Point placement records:

>> BEGIN

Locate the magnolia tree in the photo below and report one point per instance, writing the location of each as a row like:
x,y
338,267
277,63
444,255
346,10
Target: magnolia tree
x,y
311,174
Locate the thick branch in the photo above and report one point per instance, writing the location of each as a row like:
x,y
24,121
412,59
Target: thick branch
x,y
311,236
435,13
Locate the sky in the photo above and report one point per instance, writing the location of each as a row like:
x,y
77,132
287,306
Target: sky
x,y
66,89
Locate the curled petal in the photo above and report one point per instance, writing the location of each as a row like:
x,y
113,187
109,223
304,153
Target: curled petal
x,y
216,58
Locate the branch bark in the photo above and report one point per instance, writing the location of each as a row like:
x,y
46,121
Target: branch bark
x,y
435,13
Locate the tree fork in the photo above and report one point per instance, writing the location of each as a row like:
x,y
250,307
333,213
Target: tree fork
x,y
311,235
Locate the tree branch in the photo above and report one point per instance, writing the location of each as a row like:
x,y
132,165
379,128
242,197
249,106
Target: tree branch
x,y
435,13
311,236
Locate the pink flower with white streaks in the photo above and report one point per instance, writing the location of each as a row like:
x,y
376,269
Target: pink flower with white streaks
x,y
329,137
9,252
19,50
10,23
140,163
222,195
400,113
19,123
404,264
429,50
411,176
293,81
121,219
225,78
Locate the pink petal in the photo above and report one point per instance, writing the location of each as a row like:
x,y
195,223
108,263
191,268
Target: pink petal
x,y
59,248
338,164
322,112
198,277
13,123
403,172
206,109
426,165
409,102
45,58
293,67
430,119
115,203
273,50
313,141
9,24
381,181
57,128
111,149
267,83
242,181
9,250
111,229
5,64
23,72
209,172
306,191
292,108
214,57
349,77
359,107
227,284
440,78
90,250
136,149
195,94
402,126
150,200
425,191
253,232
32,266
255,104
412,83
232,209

>> END

TASK TO CARRY OUT: Print the records above in full, exactly.

RESULT OF THE TASK:
Locate the magnolia tree in the photo below and report one point per instance, writing the location of each as a row like:
x,y
338,267
277,63
444,255
346,10
Target: magnolia tree
x,y
311,174
Locate the thick branch in the photo above and report one point per instance, writing the location of each as a row like:
x,y
24,121
412,59
Target: thick branch
x,y
311,236
435,13
Locate the sky in the photo above and report one point per instance, writing the location of each as a row like:
x,y
77,132
287,306
Target: sky
x,y
66,89
Locate the curled petal in the photo above and report one point per instance, writing the location of each as a row like:
x,y
113,187
109,223
304,153
Target: curled petal
x,y
216,58
Locate the branch bark in the photo above and report one point per instance, writing the location of each as a row like:
x,y
46,121
Target: branch bark
x,y
435,13
Locate the tree fork in the photo above and report one point per instance, writing the location of each as a row like:
x,y
250,307
333,213
Target: tree fork
x,y
311,235
Locate the tree branch in the photo above and report one point per instance, writing the location of each as a row like:
x,y
132,165
379,128
242,197
249,106
Target: tree branch
x,y
435,13
311,236
Locate the pink flower with white streaks in the photo above and report one point per instance, writing the location of each as a row like:
x,y
376,269
Target: pink flower with white streaks
x,y
329,137
9,252
19,50
10,23
140,163
222,195
400,113
19,123
404,264
429,50
411,176
293,81
121,219
225,78
Locate the pink petal in the photo above and report one point per instance, writing the location of each as a row like:
x,y
195,223
108,263
191,268
Target: pink petal
x,y
59,248
338,164
322,112
198,277
13,123
403,172
206,109
426,165
409,102
45,58
293,67
430,119
115,203
273,50
313,141
9,24
381,181
57,128
111,149
267,83
242,181
9,250
111,229
5,64
23,72
209,172
306,191
292,108
214,57
349,77
359,107
227,284
440,78
90,250
136,149
195,94
402,126
150,200
425,191
253,232
32,266
255,104
412,83
232,209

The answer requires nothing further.